:: WHAT THIS EXERCISE ASKS ::
1. In the forum thread about the HTTP, HTTPS, and FTP connection error, why is knightchemistry reluctant to perform a system restore? Answer in one to three sentences.
2. Rewrite the part of the forum thread about the HTTP, HTTPS, and FTP connection error that begins at the words "Physical Address. ." and stops after "to the INET.", changing "system restore" to "clean reinstall".
3. Continue the forum thread about the HTTP, HTTPS, and FTP connection error from the point where it stops.

:: DOCUMENT EXCERPT ::
-------------------------

# Solved: Error Could not make HTTP, HTTPs, FTP connections



## knightchemistry (May 1, 2012)

i was trying to clean up unused programes in my little hp netbook, and could have accidentally deleted some window prgrammes. thus http, https, ftp are not connected. please help
( my other computer is working ok)

-------------------

Last diagnostic run time: 05/01/12 16:24:19 Network Adapter Diagnostic 
Network location detection

info Using home Internet connection 
Network adapter identification

info Network connection: Name=Local Area Connection, Device=Atheros AR8132 PCI-E Fast Ethernet Controller, MediaType=LAN, SubMediaType=LAN 
info Network connection: Name=MSN, Device=, MediaType=PHONE, SubMediaType=NONE 
info Ethernet connection selected 
Network adapter status

info Network connection status: Media disconnected 
warn Network adapter status not healthy 
action Manual repair: Reconnect network cable

HTTP, HTTPS, FTP Diagnostic 
HTTP, HTTPS, FTP connectivity

warn HTTP: Error 12007 connecting to www.microsoft.com: The server name or address could not be resolved 
warn HTTPS: Error 12007 connecting to www.microsoft.com: The server name or address could not be resolved 
warn FTP (Passive): Error 12007 connecting to ftp.microsoft.com: The server name or address could not be resolved 
warn HTTP: Error 12007 connecting to www.hotmail.com: The server name or address could not be resolved 
warn FTP (Active): Error 12007 connecting to ftp.microsoft.com: The server name or address could not be resolved 
warn HTTPS: Error 12007 connecting to www.passport.net: The server name or address could not be resolved 
error Could not make an HTTP connection. 
error Could not make an HTTPS connection. 
error Could not make an FTP connection.

----------

Windows IP Configuration

Host Name . . . . . . . . . . . . : TSS

Primary Dns Suffix . . . . . . . :

Node Type . . . . . . . . . . . . : Unknown

IP Routing Enabled. . . . . . . . : No

WINS Proxy Enabled. . . . . . . . : No

Ethernet adapter Local Area Connection:

Media State . . . . . . . . . . . : Media disconnected

Description . . . . . . . . . . . : Atheros AR8132 PCI-E Fast Ethernet Controller

Physical Address. . . . . . . . . : 00-25-B3-74-AE-E3


----------



## haryl87 (Apr 27, 2012)

The simplistic solution that I can give you is to do a system restore to a earlier date, but your not even connected to the INET.


----------



## knightchemistry (May 1, 2012)

system restore ? oh all my two hours of work deleting unneeded program wil be wasted.. does anyone know what file can be copied to make it work?


----------



## haryl87 (Apr 27, 2012)

-------------------------

:: SOURCE INFORMATION ::
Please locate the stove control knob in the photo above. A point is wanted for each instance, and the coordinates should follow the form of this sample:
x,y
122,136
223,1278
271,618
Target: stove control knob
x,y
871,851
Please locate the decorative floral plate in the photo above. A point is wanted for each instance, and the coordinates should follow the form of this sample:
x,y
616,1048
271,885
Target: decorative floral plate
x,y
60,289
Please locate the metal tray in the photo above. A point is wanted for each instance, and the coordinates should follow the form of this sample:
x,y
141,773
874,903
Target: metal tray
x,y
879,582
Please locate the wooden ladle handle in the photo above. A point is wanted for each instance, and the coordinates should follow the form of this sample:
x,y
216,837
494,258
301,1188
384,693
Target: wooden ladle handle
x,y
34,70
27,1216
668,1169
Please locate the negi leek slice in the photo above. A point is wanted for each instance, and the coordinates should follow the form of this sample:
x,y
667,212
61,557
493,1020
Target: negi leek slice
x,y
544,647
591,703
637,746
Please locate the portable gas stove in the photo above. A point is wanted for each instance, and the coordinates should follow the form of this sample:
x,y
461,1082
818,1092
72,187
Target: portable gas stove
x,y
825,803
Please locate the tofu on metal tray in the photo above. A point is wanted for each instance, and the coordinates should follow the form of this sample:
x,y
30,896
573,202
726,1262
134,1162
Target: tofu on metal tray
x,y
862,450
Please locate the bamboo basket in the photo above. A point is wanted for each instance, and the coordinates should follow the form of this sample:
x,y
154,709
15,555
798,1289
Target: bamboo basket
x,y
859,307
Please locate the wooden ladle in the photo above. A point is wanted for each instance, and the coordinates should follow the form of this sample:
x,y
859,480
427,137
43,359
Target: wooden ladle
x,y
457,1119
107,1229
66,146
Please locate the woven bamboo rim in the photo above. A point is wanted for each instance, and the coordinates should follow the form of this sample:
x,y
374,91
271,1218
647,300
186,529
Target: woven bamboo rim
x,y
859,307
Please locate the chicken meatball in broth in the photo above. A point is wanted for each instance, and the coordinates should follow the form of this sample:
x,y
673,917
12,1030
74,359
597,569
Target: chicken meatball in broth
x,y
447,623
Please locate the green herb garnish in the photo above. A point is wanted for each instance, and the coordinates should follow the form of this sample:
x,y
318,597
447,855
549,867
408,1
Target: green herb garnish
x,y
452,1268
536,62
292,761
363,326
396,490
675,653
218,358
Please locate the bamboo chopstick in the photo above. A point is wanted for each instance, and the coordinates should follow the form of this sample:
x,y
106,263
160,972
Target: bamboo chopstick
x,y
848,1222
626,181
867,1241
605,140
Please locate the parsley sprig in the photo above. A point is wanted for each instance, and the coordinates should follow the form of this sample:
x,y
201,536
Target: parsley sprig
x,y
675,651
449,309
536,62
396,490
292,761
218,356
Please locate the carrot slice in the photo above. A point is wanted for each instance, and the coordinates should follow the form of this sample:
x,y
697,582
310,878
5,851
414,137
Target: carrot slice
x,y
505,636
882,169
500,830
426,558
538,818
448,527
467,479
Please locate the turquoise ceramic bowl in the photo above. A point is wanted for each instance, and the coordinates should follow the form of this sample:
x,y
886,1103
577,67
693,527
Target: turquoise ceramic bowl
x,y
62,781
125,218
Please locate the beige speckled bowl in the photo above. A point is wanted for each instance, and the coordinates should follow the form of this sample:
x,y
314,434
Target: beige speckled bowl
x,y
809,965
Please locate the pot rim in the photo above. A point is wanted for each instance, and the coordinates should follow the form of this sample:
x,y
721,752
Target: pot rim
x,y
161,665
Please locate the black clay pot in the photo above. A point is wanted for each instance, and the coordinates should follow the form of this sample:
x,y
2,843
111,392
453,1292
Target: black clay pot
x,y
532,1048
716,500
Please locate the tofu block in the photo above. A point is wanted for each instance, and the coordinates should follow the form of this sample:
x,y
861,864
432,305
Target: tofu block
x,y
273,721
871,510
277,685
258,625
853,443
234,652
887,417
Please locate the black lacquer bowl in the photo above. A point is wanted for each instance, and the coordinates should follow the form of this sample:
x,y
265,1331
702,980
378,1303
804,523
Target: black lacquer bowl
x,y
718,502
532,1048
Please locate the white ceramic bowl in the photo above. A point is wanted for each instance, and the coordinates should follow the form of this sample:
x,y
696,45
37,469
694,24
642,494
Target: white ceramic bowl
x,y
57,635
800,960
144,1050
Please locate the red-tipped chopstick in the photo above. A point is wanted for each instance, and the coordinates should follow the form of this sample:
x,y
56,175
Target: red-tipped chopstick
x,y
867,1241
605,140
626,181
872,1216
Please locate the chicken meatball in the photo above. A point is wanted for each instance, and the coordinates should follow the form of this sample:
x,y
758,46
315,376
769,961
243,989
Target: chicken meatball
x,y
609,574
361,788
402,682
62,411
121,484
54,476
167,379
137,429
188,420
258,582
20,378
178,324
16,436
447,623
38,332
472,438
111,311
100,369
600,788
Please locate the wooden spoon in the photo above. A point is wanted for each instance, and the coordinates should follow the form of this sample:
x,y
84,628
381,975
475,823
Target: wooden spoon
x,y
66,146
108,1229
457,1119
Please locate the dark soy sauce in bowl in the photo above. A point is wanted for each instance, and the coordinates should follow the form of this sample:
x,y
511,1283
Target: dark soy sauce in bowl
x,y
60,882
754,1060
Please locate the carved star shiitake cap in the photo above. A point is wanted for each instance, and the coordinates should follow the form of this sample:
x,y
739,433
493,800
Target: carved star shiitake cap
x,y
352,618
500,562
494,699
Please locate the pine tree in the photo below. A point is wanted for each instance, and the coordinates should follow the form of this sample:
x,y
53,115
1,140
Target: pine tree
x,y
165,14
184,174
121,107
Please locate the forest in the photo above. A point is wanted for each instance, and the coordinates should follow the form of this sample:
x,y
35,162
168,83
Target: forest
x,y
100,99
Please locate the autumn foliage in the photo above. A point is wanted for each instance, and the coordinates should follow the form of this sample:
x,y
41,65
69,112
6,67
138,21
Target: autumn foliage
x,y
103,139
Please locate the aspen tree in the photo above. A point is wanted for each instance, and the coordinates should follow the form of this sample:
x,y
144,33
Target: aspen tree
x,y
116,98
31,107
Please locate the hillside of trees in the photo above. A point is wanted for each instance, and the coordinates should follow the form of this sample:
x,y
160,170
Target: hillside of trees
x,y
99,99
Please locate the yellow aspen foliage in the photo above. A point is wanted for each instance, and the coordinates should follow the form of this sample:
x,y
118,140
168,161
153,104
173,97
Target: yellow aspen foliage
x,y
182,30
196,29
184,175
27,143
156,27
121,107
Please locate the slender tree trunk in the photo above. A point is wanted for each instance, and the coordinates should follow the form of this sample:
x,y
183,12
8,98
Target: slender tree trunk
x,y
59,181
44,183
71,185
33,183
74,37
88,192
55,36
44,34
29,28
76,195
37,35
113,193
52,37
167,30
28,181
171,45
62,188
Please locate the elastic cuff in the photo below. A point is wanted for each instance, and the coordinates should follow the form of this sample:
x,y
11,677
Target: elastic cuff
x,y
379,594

-------------------------

:: ANSWERS ::
1. Knightchemistry is reluctant because a system restore would waste the two hours of work spent deleting unneeded programs.

2.
Physical Address. . . . . . . . . : 00-25-B3-74-AE-E3


----------



## haryl87 (Apr 27, 2012)

The simplistic solution that I can give you is to do a clean reinstall to a earlier date, but your not even connected to the INET.

3.
I've never experienced anything close to this, you try to never remove anything that has Microsoft beside it LOL...But that's the only resolution I see. Can you ping and websites or Ip addrs.?


----------



## knightchemistry (May 1, 2012)

looks like i am in big trouble,,, every ping returns negative...

Microsoft Windows XP [Version 5.1.2600]
(C) Copyright 1985-2001 Microsoft Corp.

C:\Documents and Settings\Jenny>ping 192.168.0.71

Pinging 192.168.0.71 with 32 bytes of data:

Destination host unreachable.
Destination host unreachable.
Destination host unreachable.
Destination host unreachable.

Ping statistics for 192.168.0.71:
Packets: Sent = 4, Received = 0, Lost = 4 (100% loss),

C:\Documents and Settings\Jenny>ping 192.168.0.1

Pinging 192.168.0.1 with 32 bytes of data:

Destination host unreachable.
Destination host unreachable.
Destination host unreachable.
Destination host unreachable.

Ping statistics for 192.168.0.1:
Packets: Sent = 4, Received = 0, Lost = 4 (100% loss),

C:\Documents and Settings\Jenny>ping 74.125.45.100

Pinging 74.125.45.100 with 32 bytes of data:

Destination host unreachable.
Destination host unreachable.
Destination host unreachable.
Destination host unreachable.

Ping statistics for 74.125.45.100:
Packets: Sent = 4, Received = 0, Lost = 4 (100% loss),

C:\Documents and Settings\Jenny>ping yahoo.com
Ping request could not find host yahoo.com. Please check the name and try again.

C:\Documents and Settings\Jenny>Last diagnostic run time: 05/01/12 16:24:19 Netw
ork Adapter Diagnostic
'Last' is not recognized as an internal or external command,
operable program or batch file.

C:\Documents and Settings\Jenny>Network location detection
'Network' is not recognized as an internal or external command,
operable program or batch file.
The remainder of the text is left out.